• [Recorded data]:
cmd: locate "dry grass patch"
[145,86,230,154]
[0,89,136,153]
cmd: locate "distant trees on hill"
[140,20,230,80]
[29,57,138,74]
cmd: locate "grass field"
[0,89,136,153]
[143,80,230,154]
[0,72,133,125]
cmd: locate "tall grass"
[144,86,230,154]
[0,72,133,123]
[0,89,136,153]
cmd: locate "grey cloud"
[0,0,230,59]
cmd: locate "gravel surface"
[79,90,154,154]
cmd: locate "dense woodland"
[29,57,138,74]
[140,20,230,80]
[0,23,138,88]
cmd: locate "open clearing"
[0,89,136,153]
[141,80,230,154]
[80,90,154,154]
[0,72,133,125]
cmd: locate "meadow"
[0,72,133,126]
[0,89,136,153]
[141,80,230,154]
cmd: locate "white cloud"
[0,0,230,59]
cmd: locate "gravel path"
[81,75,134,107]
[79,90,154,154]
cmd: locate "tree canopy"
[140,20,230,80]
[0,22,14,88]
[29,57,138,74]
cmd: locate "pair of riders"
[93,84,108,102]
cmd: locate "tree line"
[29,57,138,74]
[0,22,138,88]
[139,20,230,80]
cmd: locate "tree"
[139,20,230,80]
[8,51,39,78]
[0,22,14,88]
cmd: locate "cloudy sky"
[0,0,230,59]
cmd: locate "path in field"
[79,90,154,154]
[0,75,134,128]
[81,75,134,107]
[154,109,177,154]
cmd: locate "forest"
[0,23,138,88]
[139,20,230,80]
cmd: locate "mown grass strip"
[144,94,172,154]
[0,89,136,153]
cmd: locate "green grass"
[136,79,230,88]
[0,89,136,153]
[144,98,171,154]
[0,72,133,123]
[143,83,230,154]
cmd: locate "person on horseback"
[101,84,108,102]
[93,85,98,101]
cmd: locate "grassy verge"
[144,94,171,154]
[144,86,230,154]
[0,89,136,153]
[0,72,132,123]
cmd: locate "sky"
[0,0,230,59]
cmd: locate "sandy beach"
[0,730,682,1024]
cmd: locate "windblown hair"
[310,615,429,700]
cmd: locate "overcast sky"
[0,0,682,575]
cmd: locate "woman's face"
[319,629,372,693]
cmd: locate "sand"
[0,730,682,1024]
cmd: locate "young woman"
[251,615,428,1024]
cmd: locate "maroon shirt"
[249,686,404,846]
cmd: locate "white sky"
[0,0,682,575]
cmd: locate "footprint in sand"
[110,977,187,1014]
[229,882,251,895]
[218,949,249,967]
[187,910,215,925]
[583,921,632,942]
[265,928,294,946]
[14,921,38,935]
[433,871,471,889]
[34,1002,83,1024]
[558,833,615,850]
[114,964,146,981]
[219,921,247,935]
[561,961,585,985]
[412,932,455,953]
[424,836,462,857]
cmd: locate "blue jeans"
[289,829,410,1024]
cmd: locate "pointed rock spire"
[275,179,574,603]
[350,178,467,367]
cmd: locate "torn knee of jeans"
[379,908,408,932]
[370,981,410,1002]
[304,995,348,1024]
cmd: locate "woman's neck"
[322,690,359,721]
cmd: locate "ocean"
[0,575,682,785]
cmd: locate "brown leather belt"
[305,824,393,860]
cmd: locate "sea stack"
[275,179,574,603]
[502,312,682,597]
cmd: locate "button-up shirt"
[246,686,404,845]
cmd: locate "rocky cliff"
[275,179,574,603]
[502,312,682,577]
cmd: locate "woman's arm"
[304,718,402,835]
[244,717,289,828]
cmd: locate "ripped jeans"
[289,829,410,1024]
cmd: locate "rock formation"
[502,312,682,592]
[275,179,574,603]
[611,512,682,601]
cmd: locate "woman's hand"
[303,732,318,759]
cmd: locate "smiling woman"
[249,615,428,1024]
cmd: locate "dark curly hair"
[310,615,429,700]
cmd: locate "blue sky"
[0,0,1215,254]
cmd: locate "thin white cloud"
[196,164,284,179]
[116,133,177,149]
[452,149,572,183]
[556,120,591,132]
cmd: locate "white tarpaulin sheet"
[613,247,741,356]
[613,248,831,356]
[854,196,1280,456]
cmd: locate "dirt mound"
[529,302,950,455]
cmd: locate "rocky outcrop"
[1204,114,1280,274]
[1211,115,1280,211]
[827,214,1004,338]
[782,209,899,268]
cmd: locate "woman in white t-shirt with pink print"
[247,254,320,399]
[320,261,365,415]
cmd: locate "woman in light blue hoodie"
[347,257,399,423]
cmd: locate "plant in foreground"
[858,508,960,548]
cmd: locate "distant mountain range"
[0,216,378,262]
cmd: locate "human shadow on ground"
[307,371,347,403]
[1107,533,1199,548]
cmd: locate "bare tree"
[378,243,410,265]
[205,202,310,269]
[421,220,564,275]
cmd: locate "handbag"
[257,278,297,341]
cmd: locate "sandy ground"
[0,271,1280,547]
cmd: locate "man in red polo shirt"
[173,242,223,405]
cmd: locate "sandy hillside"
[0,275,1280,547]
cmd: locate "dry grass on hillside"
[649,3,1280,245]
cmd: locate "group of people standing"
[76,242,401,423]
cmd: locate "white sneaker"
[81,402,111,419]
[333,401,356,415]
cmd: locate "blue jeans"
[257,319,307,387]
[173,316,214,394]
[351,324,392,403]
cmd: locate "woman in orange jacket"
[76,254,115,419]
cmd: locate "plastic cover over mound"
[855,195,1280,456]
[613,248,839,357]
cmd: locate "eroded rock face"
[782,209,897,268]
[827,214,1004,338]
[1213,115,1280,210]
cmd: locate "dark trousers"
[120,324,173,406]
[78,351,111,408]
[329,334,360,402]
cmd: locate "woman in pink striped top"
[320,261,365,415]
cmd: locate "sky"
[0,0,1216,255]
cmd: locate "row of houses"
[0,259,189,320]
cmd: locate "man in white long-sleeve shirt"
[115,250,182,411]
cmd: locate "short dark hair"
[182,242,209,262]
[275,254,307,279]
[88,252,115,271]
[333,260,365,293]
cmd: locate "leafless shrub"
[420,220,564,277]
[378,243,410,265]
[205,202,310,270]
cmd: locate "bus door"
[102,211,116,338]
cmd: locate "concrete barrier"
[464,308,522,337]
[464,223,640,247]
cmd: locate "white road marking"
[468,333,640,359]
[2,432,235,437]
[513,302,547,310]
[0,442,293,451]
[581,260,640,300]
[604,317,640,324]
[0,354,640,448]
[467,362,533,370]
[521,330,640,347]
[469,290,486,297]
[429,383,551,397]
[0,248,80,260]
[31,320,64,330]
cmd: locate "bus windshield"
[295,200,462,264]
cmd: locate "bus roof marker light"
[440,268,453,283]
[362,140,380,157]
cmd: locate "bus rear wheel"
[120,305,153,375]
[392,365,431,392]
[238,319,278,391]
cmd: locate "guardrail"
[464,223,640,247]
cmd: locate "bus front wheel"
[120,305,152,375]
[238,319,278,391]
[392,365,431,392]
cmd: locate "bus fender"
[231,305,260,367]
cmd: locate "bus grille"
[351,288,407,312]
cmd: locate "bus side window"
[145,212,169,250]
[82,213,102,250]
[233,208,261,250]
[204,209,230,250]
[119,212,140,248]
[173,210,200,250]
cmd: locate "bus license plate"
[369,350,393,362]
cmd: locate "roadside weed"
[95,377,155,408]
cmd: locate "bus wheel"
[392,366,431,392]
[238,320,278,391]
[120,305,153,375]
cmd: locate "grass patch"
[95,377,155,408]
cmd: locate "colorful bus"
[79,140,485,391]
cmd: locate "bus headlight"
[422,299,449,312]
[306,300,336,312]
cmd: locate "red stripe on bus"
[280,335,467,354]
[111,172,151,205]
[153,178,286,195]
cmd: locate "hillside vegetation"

• [Goal]: Pick out every line of the material above that contains the string "path", treating uppercase and lowercase as different.

• [Response to this task]:
cmd: locate "gravel path"
cmd: locate "path in field"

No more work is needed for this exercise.